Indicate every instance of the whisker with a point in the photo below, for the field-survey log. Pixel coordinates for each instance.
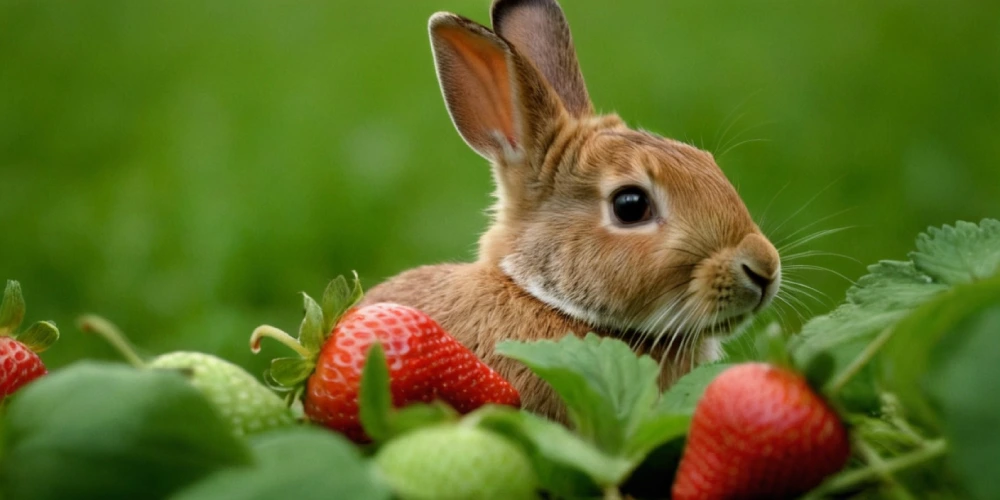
(807, 203)
(797, 287)
(811, 224)
(814, 236)
(816, 253)
(809, 267)
(738, 144)
(798, 301)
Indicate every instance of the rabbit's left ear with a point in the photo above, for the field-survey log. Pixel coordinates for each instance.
(538, 31)
(498, 101)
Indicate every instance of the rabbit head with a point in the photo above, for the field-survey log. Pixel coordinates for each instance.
(625, 230)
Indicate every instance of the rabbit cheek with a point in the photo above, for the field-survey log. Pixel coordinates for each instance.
(715, 287)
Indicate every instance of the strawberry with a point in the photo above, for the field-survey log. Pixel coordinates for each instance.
(456, 461)
(19, 361)
(759, 431)
(425, 363)
(244, 403)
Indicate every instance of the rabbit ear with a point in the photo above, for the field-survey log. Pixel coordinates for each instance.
(539, 31)
(499, 103)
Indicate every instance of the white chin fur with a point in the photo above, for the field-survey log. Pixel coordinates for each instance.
(709, 350)
(535, 288)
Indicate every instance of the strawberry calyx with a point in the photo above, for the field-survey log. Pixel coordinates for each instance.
(39, 336)
(288, 374)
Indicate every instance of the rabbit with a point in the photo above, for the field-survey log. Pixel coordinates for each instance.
(596, 227)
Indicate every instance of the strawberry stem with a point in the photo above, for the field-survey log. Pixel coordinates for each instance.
(859, 362)
(612, 493)
(277, 334)
(877, 463)
(92, 323)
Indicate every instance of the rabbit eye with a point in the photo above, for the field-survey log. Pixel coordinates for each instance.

◆ ◆ ◆ ◆ ◆

== GOAL ==
Copy all of the records above word for word, leaving out the picture.

== ANSWER TO THE TASK ==
Indicate every instance of the whisker with a point in the photo below, for the field-survey log. Pixel coordinates for each instance.
(807, 203)
(797, 287)
(811, 224)
(814, 236)
(816, 253)
(809, 267)
(738, 144)
(798, 301)
Indicate every instance of the rabbit's left ear with a point in the photo above, for the field-survey log. Pixel coordinates for each instance.
(538, 31)
(498, 101)
Indicate every instance of the rabbit head with a point in the photo above, for the field-survey log. Pixel coordinates for each instance.
(625, 230)
Indicate every instance of the rabbit cheek with a point in the photo above, for the field-survey log. Pixel coordinates for each instance.
(715, 287)
Indicate every instance of the strawberry with a point in the photo above, for the field-survey log. Pixel coordinates for each instance.
(456, 461)
(19, 361)
(759, 431)
(425, 363)
(244, 403)
Indicate every instance of the rabbit ear with a point in the photo above, for the field-survey log. Pixel coordinates for each instance.
(539, 31)
(499, 103)
Indicate every instance of the white chin fur with a point in the photo above, for the field-survey log. Pixel coordinates for each instance.
(709, 350)
(535, 288)
Indicate every instance of the strawberry calyx with a point in the photo above, for the field-survey log. Pixel coordinates for each instance.
(39, 336)
(288, 374)
Indicate every instance of the rabbit with a point in the photo above, for the field-survey log. Pixel coordinates for each instance.
(596, 227)
Indicate every instance of the strawberry stem with a point in the photo above, for the field-survey log. Pixel coordinates for each instance.
(859, 362)
(612, 493)
(277, 334)
(877, 463)
(92, 323)
Indicate every instance of the rabbit eye with a point in the photo above, for the field-survey log. Pixel coordinates for each instance.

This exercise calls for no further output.